## Dataset records
___

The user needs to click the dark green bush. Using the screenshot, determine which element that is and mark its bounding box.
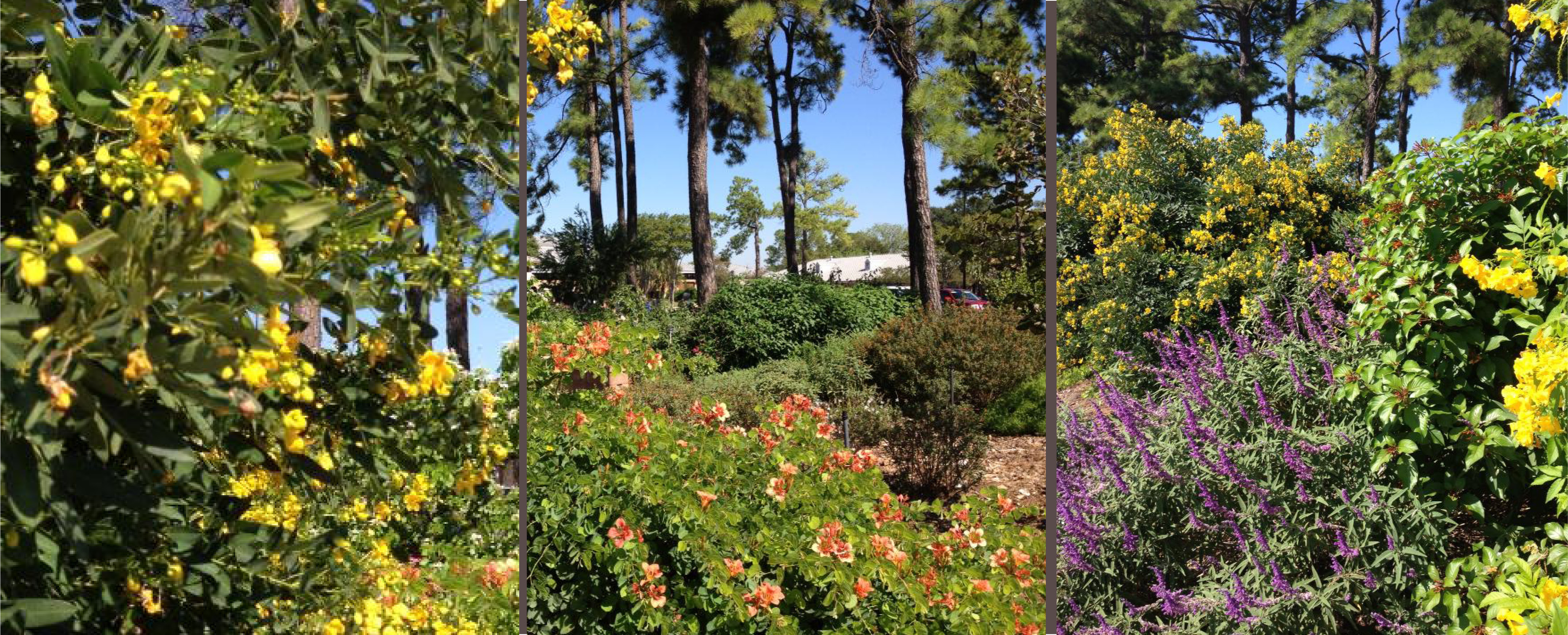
[985,373,1055,434]
[862,309,1046,497]
[687,278,905,370]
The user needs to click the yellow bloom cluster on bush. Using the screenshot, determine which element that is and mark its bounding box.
[1460,249,1540,299]
[1502,334,1568,447]
[527,0,604,105]
[1057,105,1353,367]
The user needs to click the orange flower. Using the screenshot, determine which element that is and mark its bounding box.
[742,582,784,618]
[608,517,639,545]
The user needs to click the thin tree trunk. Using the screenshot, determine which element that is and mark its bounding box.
[604,13,626,232]
[764,38,800,274]
[1361,0,1383,180]
[290,298,321,351]
[895,21,942,312]
[447,288,472,368]
[687,33,718,306]
[1284,0,1297,143]
[583,62,604,240]
[616,0,637,238]
[1399,80,1411,154]
[784,25,806,274]
[1236,6,1256,125]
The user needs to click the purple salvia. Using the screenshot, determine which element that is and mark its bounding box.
[1258,298,1284,342]
[1289,359,1312,397]
[1269,560,1301,596]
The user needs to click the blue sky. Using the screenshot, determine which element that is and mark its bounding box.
[528,20,1549,269]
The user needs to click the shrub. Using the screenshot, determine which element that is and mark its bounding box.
[985,373,1057,434]
[688,276,903,370]
[1053,107,1358,370]
[1057,288,1450,633]
[528,317,1047,633]
[1342,114,1568,527]
[862,309,1044,497]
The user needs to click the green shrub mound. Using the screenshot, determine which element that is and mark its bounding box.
[862,309,1046,499]
[985,373,1055,436]
[687,278,906,370]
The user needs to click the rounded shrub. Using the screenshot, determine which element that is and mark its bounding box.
[862,309,1046,497]
[687,276,903,368]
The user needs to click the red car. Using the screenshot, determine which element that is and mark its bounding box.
[942,287,991,309]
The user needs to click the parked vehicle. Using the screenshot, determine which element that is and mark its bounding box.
[942,287,991,309]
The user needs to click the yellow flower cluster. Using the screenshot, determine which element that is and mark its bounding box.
[1502,334,1568,447]
[381,351,458,403]
[527,0,604,105]
[1460,249,1538,299]
[5,216,88,287]
[221,306,315,403]
[1509,0,1568,38]
[1057,105,1353,367]
[22,74,59,127]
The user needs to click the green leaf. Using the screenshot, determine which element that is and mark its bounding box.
[282,199,337,232]
[11,597,77,629]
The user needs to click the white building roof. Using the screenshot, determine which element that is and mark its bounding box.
[806,254,909,282]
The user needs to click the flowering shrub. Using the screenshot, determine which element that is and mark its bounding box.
[0,0,539,633]
[528,314,1047,633]
[1058,280,1449,633]
[1416,533,1568,635]
[1057,107,1356,370]
[1341,110,1568,527]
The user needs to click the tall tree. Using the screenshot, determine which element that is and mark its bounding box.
[729,0,844,273]
[847,0,958,312]
[659,0,765,304]
[1286,0,1392,179]
[720,177,767,278]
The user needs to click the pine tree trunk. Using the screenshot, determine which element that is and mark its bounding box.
[1236,8,1256,125]
[618,0,637,238]
[604,13,626,232]
[290,298,321,351]
[1399,80,1413,154]
[687,33,718,306]
[447,288,472,368]
[895,21,942,312]
[583,61,604,240]
[764,39,800,274]
[1361,0,1383,180]
[1284,0,1297,143]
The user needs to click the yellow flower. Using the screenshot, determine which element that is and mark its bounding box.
[122,348,152,381]
[22,251,49,287]
[251,227,284,276]
[1535,162,1560,188]
[1509,5,1535,31]
[55,222,77,248]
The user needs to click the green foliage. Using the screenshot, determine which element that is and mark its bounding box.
[688,276,901,368]
[1341,114,1568,520]
[862,309,1046,497]
[985,373,1057,434]
[528,323,1047,633]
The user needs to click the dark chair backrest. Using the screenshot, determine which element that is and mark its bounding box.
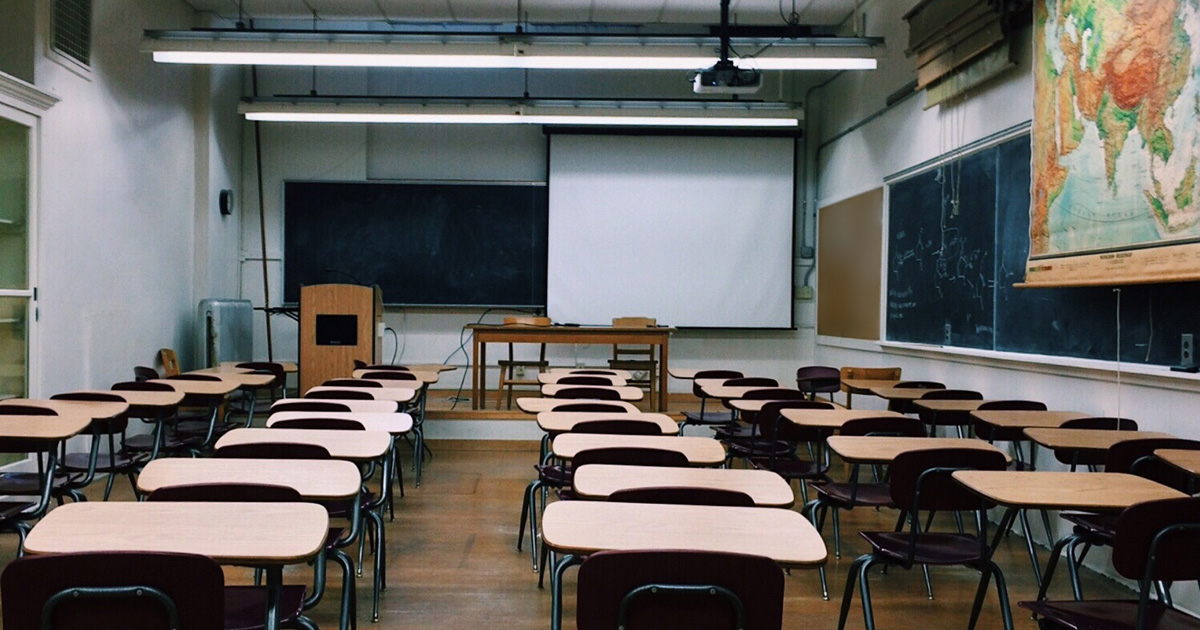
[146,484,304,503]
[796,365,841,397]
[554,402,629,414]
[212,442,332,460]
[0,552,224,630]
[361,370,420,383]
[320,378,383,388]
[608,486,754,508]
[838,415,929,438]
[1104,438,1200,492]
[133,365,162,380]
[571,418,662,436]
[893,380,946,389]
[571,446,689,469]
[725,377,779,388]
[691,370,745,398]
[553,386,620,401]
[1058,416,1138,431]
[549,374,612,386]
[1112,497,1200,582]
[576,551,784,630]
[271,400,350,414]
[920,389,983,401]
[890,449,1008,511]
[302,389,374,398]
[271,418,366,431]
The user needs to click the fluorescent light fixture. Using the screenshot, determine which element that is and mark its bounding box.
[142,31,878,71]
[238,101,802,128]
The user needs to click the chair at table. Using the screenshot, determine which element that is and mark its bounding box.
[576,551,784,630]
[796,365,841,402]
[0,404,66,556]
[206,444,367,630]
[1019,497,1200,630]
[806,415,928,600]
[679,370,744,434]
[841,366,900,409]
[1038,438,1200,600]
[608,317,659,407]
[146,484,324,629]
[888,380,946,414]
[1054,416,1138,473]
[918,389,983,438]
[0,552,226,630]
[838,449,1013,630]
[496,317,551,409]
[50,391,150,500]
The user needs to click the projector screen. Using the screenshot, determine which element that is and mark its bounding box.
[546,134,796,329]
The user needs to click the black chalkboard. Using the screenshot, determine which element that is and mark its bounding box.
[283,181,547,307]
[887,136,1200,365]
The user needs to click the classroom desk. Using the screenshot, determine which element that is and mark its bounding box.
[517,397,641,414]
[841,378,900,409]
[352,368,442,388]
[547,366,634,380]
[138,457,362,500]
[571,463,796,508]
[826,436,1008,464]
[25,502,329,630]
[952,465,1184,587]
[467,324,674,412]
[538,412,679,436]
[305,385,418,403]
[541,500,828,630]
[779,409,907,429]
[266,412,413,437]
[541,384,643,402]
[271,398,400,414]
[538,372,629,388]
[1025,428,1175,451]
[551,433,725,466]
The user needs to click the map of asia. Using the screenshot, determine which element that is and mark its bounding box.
[1026,0,1200,284]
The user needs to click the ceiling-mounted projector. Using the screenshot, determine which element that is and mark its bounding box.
[691,60,762,94]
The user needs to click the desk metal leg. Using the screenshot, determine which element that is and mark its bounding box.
[264,564,283,630]
[550,556,583,630]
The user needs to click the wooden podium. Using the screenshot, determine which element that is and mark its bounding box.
[300,284,383,395]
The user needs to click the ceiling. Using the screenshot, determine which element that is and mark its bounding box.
[186,0,862,26]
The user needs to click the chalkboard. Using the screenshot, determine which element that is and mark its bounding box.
[283,181,548,307]
[887,136,1200,365]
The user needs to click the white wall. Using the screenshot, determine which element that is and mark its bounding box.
[240,70,814,390]
[815,0,1200,602]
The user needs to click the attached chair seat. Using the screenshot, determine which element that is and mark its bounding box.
[812,481,894,509]
[224,584,308,630]
[1019,600,1200,630]
[859,532,979,565]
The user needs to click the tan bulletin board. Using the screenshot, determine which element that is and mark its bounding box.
[817,188,883,340]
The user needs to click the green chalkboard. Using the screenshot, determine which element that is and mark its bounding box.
[887,136,1200,365]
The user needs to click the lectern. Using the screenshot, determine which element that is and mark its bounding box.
[300,284,383,394]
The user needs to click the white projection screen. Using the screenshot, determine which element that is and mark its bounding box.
[546,134,796,329]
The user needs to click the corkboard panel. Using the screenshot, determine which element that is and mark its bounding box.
[817,188,883,340]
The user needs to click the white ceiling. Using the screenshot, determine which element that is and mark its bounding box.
[186,0,860,25]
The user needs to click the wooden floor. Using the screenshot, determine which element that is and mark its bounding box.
[0,444,1130,630]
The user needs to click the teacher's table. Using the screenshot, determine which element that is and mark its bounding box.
[571,463,796,508]
[541,384,643,402]
[25,502,329,630]
[517,397,641,414]
[953,470,1184,586]
[467,324,674,412]
[538,372,628,388]
[551,433,725,466]
[271,398,400,415]
[541,500,828,630]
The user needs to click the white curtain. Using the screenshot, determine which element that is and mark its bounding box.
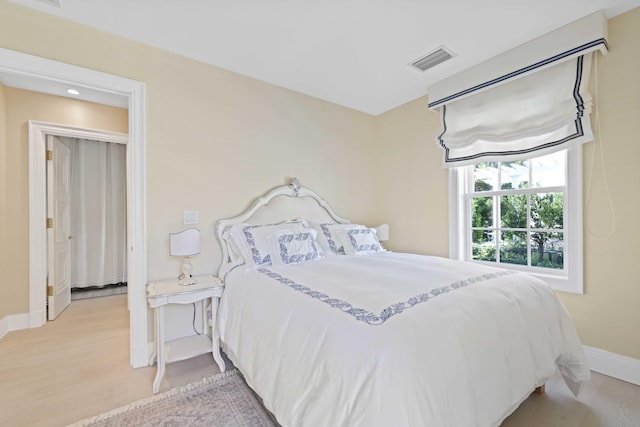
[438,52,593,167]
[60,138,127,288]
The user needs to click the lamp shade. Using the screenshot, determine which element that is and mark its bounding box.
[169,228,200,256]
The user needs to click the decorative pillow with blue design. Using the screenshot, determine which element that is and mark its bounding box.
[271,229,322,265]
[343,228,385,255]
[310,223,364,255]
[231,219,309,268]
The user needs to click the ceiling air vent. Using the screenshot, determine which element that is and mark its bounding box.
[411,47,453,71]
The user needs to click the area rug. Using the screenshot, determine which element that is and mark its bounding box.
[69,369,277,427]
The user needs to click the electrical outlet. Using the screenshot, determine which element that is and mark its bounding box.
[182,211,198,225]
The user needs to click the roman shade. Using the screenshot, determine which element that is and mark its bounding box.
[429,10,607,167]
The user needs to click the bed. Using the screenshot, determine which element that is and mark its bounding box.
[215,179,590,427]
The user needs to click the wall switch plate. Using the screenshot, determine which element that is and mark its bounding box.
[182,211,198,225]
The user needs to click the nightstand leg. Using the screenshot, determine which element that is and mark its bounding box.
[153,306,165,394]
[211,298,227,372]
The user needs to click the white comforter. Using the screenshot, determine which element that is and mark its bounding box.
[218,253,589,427]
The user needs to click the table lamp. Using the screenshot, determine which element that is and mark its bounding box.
[169,228,200,286]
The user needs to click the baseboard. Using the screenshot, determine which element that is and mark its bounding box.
[0,313,29,339]
[583,345,640,386]
[0,316,9,340]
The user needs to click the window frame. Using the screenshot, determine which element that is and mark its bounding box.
[449,144,584,294]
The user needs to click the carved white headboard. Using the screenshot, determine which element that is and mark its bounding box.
[215,178,351,278]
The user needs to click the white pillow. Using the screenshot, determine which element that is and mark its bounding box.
[312,223,364,255]
[270,228,322,265]
[341,227,384,255]
[231,220,308,268]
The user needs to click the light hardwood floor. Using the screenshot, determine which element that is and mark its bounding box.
[0,295,640,427]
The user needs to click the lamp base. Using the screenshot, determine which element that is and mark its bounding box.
[178,256,198,286]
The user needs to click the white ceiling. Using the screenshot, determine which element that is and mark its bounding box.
[5,0,640,115]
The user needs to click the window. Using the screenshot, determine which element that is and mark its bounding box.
[450,146,582,293]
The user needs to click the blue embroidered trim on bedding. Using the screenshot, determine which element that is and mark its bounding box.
[258,268,515,325]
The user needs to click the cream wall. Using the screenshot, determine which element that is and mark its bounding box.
[0,83,7,319]
[376,98,449,257]
[0,87,128,318]
[376,8,640,359]
[0,0,376,319]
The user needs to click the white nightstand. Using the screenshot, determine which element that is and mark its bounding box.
[147,275,225,393]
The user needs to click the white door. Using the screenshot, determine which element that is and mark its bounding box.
[47,135,71,320]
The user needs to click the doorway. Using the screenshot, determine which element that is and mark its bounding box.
[0,48,148,368]
[46,134,127,320]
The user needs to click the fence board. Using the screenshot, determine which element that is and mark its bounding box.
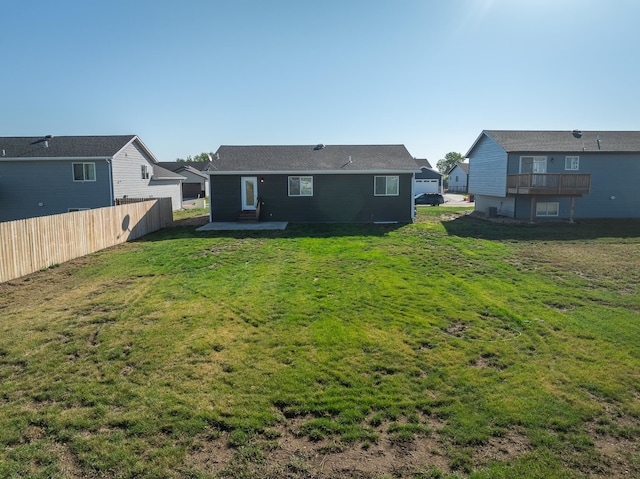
[0,198,173,283]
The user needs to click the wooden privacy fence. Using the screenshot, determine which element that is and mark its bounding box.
[0,198,173,283]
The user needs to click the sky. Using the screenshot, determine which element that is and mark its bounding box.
[0,0,640,167]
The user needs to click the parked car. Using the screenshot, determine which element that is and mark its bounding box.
[413,193,444,206]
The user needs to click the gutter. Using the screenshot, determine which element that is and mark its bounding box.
[106,159,115,206]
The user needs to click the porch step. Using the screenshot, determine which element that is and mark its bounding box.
[238,210,258,223]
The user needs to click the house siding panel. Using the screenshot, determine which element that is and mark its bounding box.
[0,159,110,221]
[113,142,153,202]
[113,142,182,210]
[448,165,467,193]
[210,174,413,223]
[508,152,640,219]
[576,154,640,218]
[469,135,508,197]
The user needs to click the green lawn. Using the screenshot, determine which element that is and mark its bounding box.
[0,208,640,478]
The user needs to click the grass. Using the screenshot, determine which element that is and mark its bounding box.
[0,208,640,478]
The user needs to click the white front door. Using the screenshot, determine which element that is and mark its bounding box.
[242,176,258,210]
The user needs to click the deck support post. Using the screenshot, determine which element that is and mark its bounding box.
[529,196,536,223]
[569,196,576,223]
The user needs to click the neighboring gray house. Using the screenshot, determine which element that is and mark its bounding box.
[159,161,210,198]
[414,159,442,195]
[466,130,640,221]
[0,135,184,221]
[208,145,419,223]
[447,163,469,193]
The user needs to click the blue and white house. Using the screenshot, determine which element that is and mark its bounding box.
[466,130,640,221]
[0,135,185,221]
[447,163,469,193]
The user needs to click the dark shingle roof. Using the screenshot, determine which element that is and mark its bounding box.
[480,130,640,153]
[0,135,136,158]
[151,165,186,180]
[159,161,214,171]
[210,145,420,173]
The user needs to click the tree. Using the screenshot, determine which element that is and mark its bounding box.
[176,152,213,163]
[436,151,464,174]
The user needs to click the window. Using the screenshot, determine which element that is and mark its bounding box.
[373,176,400,196]
[73,163,96,181]
[536,202,560,216]
[564,156,580,170]
[289,176,313,196]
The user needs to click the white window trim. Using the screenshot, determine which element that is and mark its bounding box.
[536,201,560,217]
[373,175,400,196]
[71,161,97,183]
[287,176,313,198]
[519,155,547,174]
[564,156,580,171]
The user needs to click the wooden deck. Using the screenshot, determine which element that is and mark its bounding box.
[507,173,591,196]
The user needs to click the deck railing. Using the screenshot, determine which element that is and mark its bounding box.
[507,173,591,196]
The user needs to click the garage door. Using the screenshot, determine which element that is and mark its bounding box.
[414,178,439,195]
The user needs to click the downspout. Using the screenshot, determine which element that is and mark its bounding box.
[107,159,114,206]
[411,172,416,223]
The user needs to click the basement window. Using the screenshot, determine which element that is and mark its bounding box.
[373,176,400,196]
[536,201,560,216]
[72,163,96,181]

___

## Direction
Transcribe the listing without changes, starting with the line containing "The user needs to click the grass." and going on through the line containing "[436,151,464,174]", both ends included.

## Correct answer
The user needs to click the grass. Using the screenshot, determine which element that is and mark its bounding box.
[0,208,640,478]
The user needs to click the white front door. Using the screenshot, determine which element that is and mark its bounding box.
[242,176,258,210]
The user needs to click the deck support post. Using the screenshot, determine which element that is and mark its bounding box.
[529,196,536,223]
[569,196,576,223]
The user needs to click the neighboring gray house. Using the screenshot, determine which element that is and mark its bounding box.
[159,161,210,198]
[414,159,442,195]
[466,130,640,221]
[0,135,184,221]
[208,145,419,223]
[447,163,469,193]
The user needs to click the blue and white house. Using the screenshot, determine which element that is and mark its bounding box.
[466,130,640,221]
[0,135,185,221]
[447,163,469,193]
The user needs to click the dark shingle roof. Using the screenshot, determine which element that is and mark its bounding box.
[480,130,640,153]
[0,135,136,158]
[151,165,186,180]
[159,161,214,171]
[210,145,420,173]
The user needs to click the tree. Using the screenshot, determine which element that is and mark its bounding box.
[176,152,213,163]
[436,151,464,174]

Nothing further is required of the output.